Region pointing data
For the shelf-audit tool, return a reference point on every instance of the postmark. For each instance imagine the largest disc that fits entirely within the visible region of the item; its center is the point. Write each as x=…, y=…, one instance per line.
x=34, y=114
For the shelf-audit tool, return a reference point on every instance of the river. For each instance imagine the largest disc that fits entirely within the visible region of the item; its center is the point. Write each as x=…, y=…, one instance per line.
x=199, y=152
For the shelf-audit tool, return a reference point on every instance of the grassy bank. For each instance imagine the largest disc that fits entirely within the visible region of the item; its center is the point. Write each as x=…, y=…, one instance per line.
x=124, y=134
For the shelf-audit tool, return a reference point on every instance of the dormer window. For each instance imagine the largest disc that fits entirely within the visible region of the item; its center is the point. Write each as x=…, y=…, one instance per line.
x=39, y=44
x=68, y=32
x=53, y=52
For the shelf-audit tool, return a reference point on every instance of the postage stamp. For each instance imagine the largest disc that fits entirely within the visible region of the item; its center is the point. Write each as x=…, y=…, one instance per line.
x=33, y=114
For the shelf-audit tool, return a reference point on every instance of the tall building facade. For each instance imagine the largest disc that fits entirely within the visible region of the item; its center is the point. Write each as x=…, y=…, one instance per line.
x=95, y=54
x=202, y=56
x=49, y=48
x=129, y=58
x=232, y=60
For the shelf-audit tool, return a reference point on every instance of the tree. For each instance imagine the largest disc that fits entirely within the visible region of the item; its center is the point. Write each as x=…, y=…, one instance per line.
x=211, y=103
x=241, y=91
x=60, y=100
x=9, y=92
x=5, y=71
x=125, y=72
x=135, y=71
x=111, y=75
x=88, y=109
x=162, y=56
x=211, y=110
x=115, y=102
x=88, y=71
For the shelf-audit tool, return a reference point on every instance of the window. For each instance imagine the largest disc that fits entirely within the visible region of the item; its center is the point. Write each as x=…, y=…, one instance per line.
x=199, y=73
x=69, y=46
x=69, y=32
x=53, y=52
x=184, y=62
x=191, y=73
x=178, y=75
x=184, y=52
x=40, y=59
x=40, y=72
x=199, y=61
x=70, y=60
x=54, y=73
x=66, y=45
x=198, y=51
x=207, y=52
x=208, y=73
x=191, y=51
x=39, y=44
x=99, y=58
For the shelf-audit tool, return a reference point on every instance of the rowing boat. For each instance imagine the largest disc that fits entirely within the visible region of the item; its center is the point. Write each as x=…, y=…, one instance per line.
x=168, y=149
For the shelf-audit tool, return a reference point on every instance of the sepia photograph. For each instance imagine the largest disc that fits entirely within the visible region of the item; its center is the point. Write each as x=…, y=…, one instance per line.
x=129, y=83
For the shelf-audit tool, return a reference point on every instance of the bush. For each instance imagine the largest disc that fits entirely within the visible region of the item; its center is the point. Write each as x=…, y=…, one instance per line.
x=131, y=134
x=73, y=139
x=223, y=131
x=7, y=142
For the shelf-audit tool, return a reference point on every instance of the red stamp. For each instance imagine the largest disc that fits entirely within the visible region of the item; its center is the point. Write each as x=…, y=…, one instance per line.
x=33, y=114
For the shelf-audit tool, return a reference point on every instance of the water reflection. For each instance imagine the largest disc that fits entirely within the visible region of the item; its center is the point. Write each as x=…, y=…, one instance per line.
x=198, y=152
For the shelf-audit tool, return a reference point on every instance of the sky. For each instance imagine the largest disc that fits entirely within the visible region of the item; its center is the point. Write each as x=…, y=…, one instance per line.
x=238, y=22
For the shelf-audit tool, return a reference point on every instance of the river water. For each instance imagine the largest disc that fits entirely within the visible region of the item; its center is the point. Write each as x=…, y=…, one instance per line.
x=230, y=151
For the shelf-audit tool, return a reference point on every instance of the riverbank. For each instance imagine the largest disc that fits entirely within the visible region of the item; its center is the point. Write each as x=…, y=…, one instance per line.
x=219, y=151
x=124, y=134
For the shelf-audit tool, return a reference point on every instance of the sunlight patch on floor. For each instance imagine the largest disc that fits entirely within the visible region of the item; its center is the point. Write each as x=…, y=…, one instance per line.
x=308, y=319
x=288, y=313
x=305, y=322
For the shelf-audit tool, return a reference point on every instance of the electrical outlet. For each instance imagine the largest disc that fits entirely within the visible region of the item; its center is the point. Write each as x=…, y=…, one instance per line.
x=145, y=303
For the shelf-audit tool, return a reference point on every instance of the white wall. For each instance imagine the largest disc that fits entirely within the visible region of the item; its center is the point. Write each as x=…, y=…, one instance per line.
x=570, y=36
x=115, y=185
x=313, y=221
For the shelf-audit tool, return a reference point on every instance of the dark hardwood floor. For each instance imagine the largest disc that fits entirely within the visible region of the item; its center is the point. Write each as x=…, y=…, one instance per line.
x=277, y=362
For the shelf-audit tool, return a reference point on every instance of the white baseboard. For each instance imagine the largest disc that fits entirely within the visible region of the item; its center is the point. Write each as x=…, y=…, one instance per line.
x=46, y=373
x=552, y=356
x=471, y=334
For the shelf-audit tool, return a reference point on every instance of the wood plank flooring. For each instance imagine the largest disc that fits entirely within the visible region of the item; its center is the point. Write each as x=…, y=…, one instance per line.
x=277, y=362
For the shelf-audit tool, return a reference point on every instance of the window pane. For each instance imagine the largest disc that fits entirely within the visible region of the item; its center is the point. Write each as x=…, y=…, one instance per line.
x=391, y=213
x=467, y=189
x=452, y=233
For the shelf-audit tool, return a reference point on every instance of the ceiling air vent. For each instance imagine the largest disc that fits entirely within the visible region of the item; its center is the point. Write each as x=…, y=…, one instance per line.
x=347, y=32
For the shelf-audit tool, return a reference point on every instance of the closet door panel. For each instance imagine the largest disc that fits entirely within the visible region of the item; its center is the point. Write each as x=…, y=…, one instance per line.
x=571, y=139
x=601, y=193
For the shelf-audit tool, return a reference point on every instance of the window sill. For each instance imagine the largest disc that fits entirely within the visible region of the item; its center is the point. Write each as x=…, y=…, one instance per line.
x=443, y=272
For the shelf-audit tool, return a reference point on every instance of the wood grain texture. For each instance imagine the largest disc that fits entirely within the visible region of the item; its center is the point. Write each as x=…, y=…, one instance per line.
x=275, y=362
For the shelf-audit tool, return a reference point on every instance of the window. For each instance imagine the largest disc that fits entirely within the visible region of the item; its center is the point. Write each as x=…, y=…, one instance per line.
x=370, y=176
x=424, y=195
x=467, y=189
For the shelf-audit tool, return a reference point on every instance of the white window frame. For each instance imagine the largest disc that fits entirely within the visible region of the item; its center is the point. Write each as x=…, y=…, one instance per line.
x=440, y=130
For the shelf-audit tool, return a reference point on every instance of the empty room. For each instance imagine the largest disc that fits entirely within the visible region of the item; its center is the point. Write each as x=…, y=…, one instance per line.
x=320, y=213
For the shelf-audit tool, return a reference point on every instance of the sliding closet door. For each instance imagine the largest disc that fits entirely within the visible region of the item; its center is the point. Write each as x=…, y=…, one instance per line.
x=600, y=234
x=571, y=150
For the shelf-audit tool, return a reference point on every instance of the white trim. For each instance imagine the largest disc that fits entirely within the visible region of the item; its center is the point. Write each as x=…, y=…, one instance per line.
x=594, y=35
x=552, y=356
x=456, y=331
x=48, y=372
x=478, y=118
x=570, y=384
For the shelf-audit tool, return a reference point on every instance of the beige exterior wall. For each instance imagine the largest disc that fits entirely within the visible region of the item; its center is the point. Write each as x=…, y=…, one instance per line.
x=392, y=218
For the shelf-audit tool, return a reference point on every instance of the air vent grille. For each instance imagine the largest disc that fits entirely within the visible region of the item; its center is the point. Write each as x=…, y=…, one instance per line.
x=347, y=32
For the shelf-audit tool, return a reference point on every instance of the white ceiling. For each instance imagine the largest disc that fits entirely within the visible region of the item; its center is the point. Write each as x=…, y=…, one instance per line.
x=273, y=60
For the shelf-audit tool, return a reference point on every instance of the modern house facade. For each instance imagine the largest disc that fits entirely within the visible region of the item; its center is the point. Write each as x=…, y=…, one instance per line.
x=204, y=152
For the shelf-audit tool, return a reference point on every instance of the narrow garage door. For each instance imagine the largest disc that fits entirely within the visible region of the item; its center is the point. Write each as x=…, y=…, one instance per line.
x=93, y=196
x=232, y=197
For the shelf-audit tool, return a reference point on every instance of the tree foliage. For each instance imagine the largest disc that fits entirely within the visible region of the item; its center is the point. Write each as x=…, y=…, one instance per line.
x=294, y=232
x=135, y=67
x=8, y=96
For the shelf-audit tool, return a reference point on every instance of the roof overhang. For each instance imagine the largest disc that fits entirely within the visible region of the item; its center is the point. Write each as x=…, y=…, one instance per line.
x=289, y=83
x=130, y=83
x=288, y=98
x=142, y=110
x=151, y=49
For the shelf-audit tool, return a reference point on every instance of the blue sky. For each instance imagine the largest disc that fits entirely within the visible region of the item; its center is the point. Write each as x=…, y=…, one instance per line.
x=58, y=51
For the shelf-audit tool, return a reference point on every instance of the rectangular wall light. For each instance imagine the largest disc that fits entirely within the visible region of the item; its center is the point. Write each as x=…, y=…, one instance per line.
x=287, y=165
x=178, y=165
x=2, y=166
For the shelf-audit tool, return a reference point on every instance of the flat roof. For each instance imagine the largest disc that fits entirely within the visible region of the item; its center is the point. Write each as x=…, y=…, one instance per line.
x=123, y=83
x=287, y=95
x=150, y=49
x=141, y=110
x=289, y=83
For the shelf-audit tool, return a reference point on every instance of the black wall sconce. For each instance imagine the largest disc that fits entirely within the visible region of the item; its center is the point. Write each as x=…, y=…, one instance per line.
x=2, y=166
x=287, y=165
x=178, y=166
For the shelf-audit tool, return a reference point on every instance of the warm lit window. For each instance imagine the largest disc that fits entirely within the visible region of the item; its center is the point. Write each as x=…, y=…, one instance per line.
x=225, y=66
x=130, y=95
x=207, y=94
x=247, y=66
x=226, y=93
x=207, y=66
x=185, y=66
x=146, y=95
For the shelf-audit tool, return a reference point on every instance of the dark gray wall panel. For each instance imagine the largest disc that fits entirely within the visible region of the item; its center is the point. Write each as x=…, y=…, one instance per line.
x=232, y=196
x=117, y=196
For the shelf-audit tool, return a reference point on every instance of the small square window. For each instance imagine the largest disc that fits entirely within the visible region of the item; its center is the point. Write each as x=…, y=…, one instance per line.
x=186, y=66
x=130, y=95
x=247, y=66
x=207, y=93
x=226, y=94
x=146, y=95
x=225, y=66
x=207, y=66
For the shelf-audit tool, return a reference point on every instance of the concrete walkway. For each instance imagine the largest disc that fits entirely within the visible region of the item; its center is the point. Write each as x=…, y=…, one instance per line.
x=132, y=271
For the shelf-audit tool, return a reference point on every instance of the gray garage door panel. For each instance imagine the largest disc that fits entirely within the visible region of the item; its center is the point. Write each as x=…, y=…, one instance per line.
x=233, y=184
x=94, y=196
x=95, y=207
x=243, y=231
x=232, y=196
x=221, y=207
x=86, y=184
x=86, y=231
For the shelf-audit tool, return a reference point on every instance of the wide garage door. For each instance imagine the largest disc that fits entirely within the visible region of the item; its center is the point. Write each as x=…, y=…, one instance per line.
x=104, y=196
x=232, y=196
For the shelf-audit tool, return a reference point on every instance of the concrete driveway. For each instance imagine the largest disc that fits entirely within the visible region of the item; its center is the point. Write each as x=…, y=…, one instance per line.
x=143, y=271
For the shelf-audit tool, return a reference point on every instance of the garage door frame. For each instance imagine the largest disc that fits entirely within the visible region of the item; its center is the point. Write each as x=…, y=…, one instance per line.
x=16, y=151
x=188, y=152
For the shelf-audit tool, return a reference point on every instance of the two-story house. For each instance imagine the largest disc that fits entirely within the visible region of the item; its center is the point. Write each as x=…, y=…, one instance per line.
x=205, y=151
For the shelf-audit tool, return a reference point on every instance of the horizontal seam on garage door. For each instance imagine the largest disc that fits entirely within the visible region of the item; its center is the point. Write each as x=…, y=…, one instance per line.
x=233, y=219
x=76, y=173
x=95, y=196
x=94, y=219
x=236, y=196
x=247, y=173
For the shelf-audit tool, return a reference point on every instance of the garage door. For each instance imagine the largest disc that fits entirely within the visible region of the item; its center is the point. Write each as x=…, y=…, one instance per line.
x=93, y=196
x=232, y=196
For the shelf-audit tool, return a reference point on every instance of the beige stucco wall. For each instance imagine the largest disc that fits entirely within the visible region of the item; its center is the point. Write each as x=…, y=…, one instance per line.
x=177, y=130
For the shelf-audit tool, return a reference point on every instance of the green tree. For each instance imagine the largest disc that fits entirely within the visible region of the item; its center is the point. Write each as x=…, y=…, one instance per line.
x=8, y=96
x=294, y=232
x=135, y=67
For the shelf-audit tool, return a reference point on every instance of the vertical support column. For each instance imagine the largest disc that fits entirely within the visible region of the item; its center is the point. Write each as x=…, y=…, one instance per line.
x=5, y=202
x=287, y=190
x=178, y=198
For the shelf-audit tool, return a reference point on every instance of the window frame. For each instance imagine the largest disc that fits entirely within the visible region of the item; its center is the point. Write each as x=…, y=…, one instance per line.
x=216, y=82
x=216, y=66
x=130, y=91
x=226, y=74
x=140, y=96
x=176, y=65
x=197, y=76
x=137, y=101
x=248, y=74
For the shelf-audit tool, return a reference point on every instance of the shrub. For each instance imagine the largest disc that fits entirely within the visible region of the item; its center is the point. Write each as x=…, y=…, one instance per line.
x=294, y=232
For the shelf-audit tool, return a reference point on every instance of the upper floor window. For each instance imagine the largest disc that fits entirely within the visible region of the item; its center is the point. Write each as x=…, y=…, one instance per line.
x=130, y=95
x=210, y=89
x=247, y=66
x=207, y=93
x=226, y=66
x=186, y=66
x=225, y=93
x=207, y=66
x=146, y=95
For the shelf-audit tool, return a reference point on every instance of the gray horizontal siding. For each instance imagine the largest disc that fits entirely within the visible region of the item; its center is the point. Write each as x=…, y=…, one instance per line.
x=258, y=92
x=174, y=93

» **DESCRIPTION OF THE TASK**: Retype exactly. Start at the line with "the gray horizontal" and stop at the last line of the data.

» **RESULT OF THE EXERCISE**:
For the shelf-audit tool, return a reference point on every instance of the gray horizontal siding. For each instance imagine the largest disc that fits entirely within the visible region of the item; its center is the point. Write each as x=…, y=…, one instance per line.
x=258, y=92
x=174, y=93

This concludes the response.